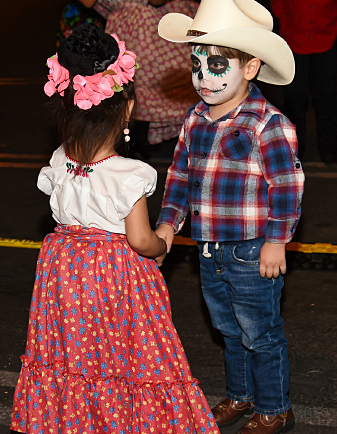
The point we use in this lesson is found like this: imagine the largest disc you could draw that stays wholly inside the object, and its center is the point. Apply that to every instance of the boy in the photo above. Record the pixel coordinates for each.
(235, 168)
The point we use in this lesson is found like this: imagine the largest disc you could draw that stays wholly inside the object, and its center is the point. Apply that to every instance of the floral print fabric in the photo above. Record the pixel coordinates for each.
(102, 353)
(163, 81)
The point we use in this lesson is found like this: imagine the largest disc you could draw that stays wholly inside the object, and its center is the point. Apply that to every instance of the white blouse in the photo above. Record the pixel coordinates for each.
(101, 195)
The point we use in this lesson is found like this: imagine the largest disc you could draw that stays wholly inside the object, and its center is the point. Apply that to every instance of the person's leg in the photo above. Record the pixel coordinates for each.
(218, 297)
(296, 95)
(256, 306)
(323, 79)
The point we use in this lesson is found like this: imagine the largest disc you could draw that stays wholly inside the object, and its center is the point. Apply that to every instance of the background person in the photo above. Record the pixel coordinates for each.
(310, 29)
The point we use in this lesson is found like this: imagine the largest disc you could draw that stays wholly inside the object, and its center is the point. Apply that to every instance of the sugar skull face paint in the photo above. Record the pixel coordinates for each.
(215, 78)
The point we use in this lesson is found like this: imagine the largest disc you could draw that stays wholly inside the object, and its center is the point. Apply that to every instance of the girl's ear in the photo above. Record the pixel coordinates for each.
(252, 68)
(131, 104)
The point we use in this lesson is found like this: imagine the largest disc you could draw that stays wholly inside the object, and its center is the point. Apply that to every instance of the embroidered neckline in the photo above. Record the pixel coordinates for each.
(78, 170)
(96, 162)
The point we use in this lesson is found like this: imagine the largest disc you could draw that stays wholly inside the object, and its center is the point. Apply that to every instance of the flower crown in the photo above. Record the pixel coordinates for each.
(92, 89)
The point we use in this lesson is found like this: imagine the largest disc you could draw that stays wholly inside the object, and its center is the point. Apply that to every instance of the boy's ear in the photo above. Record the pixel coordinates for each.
(252, 68)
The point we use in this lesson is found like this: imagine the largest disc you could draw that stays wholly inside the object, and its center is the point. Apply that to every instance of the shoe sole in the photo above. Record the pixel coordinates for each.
(287, 427)
(248, 413)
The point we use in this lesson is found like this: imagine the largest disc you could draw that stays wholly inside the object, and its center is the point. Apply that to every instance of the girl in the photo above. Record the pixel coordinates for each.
(102, 353)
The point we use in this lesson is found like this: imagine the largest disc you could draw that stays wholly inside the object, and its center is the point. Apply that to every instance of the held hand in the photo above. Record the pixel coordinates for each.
(160, 259)
(272, 260)
(166, 232)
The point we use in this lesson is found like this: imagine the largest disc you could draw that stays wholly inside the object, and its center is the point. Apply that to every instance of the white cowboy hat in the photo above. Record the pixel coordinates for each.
(242, 24)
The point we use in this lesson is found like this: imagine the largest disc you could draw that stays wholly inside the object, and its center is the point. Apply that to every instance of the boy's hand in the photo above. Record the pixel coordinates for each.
(272, 260)
(160, 259)
(166, 232)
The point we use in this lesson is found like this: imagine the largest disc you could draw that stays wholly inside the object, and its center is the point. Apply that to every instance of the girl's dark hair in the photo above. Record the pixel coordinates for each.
(84, 132)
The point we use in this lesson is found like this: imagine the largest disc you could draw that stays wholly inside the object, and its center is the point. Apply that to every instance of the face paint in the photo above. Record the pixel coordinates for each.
(215, 78)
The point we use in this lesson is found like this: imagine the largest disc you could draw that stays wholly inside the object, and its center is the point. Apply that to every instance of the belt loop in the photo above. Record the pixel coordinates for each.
(205, 252)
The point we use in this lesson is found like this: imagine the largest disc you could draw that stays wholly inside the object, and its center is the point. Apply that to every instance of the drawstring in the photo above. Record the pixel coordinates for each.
(205, 252)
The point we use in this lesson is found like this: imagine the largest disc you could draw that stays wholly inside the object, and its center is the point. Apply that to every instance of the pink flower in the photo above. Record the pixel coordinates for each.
(91, 90)
(58, 77)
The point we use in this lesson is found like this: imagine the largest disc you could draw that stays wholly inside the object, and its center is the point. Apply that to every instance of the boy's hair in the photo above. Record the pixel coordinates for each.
(84, 132)
(229, 53)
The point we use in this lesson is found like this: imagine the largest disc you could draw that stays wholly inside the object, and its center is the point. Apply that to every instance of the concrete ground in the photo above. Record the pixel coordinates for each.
(309, 300)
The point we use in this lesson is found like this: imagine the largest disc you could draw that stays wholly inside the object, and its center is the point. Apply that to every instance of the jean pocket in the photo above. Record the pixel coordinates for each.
(248, 252)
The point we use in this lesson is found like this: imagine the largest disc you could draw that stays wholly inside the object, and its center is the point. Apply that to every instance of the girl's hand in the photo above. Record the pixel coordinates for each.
(166, 232)
(272, 260)
(160, 259)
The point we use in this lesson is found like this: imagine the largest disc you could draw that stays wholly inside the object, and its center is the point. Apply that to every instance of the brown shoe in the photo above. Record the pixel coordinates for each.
(267, 424)
(229, 411)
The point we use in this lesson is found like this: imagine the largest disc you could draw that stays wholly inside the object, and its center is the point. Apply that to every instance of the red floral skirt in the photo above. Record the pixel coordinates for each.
(102, 353)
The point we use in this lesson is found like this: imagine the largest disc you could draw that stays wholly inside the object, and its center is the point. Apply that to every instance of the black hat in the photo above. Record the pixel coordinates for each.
(87, 51)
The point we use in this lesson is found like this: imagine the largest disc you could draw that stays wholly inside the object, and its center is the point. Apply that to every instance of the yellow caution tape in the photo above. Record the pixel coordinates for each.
(24, 244)
(183, 241)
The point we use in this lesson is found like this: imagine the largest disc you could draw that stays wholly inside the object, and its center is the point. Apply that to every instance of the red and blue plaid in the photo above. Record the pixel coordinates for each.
(239, 175)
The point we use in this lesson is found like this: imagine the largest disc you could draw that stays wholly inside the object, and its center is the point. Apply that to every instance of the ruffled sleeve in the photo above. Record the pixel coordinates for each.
(44, 181)
(142, 180)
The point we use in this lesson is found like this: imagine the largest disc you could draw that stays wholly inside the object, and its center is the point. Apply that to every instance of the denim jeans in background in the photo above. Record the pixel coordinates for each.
(246, 309)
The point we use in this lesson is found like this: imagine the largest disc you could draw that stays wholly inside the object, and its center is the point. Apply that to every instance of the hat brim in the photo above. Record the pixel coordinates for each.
(279, 65)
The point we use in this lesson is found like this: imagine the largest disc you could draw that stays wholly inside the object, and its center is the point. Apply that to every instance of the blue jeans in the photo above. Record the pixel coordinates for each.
(246, 309)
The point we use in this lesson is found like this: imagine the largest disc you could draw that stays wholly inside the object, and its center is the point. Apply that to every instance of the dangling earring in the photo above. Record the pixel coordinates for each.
(126, 132)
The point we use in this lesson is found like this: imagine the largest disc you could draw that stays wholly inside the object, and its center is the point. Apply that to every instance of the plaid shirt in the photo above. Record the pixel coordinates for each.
(239, 175)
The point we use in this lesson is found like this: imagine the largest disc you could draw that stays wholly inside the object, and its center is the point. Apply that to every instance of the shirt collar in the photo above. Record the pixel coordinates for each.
(255, 103)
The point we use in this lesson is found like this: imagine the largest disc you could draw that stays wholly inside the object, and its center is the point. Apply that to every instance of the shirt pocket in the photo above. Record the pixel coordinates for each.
(236, 144)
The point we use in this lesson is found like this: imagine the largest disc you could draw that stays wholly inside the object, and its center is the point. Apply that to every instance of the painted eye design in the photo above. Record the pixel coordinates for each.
(196, 65)
(217, 64)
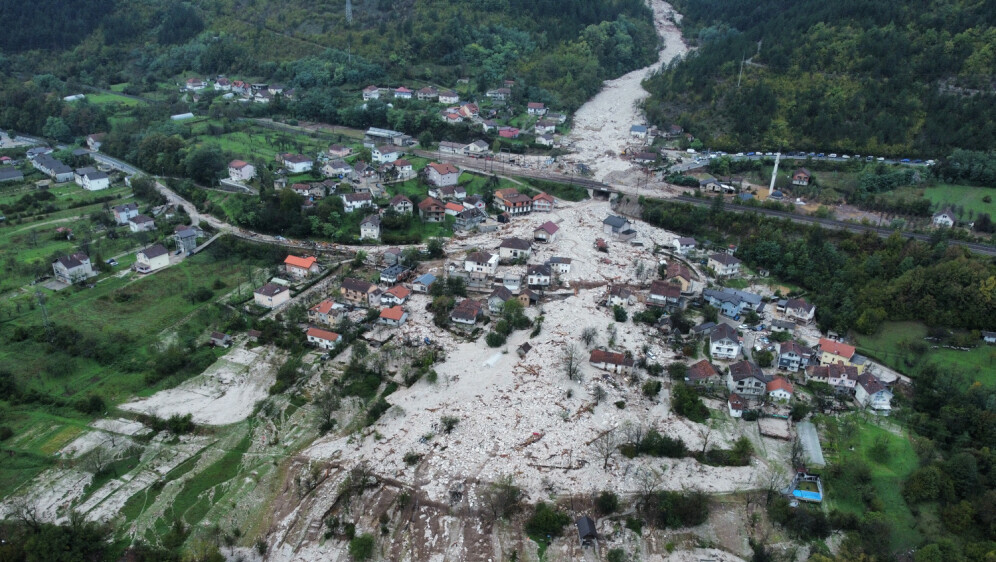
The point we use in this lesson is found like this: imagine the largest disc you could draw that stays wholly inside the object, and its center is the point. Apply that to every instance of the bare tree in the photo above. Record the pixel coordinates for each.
(588, 335)
(606, 445)
(571, 362)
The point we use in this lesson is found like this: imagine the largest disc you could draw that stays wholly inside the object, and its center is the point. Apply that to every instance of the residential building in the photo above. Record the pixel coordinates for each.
(326, 313)
(780, 389)
(546, 232)
(442, 175)
(354, 201)
(124, 213)
(151, 259)
(945, 219)
(539, 276)
(703, 373)
(72, 268)
(386, 153)
(357, 291)
(724, 343)
(746, 379)
(322, 339)
(801, 177)
(431, 210)
(611, 361)
(141, 223)
(535, 108)
(466, 312)
(481, 262)
(396, 295)
(271, 295)
(871, 393)
(401, 204)
(370, 228)
(240, 170)
(299, 267)
(514, 248)
(724, 265)
(684, 245)
(835, 352)
(186, 238)
(793, 356)
(393, 316)
(423, 283)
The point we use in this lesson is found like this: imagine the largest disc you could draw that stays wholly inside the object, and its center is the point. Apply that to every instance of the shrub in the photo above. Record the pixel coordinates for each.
(547, 521)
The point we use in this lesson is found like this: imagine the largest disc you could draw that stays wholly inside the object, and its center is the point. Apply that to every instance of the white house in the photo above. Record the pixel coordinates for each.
(271, 295)
(481, 262)
(240, 170)
(442, 175)
(151, 259)
(724, 343)
(370, 227)
(322, 339)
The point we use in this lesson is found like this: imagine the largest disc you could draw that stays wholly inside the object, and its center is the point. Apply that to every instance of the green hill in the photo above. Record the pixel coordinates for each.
(890, 78)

Task prompt: Print nothing but the lines from the line with "of the shrub" to the last line of the records above. Both of those lines count.

Response:
The point we use in this lesson is found like this: imagine the largest disc you could draw that stays wholly inside the object, and its center is the point. Apply that to every instance of the shrub in the photo above. Record the pixel coordinates for each.
(547, 521)
The point we use in this lesson is found like this: imagine the largest disc you could draw that stays wholly inside the object, and its center is the point. Apply that to every instance of the white house in the photo above. Record the pixel coordinates for each.
(271, 295)
(481, 262)
(240, 170)
(442, 175)
(151, 259)
(724, 343)
(370, 227)
(322, 339)
The point we use in this lesson is found like this: imagine the largest disc you could draw that stays wholly inside the object, and its center is the point. Apply that to every instance of the green hill in the photo above. Record the pixel coordinates for each.
(890, 78)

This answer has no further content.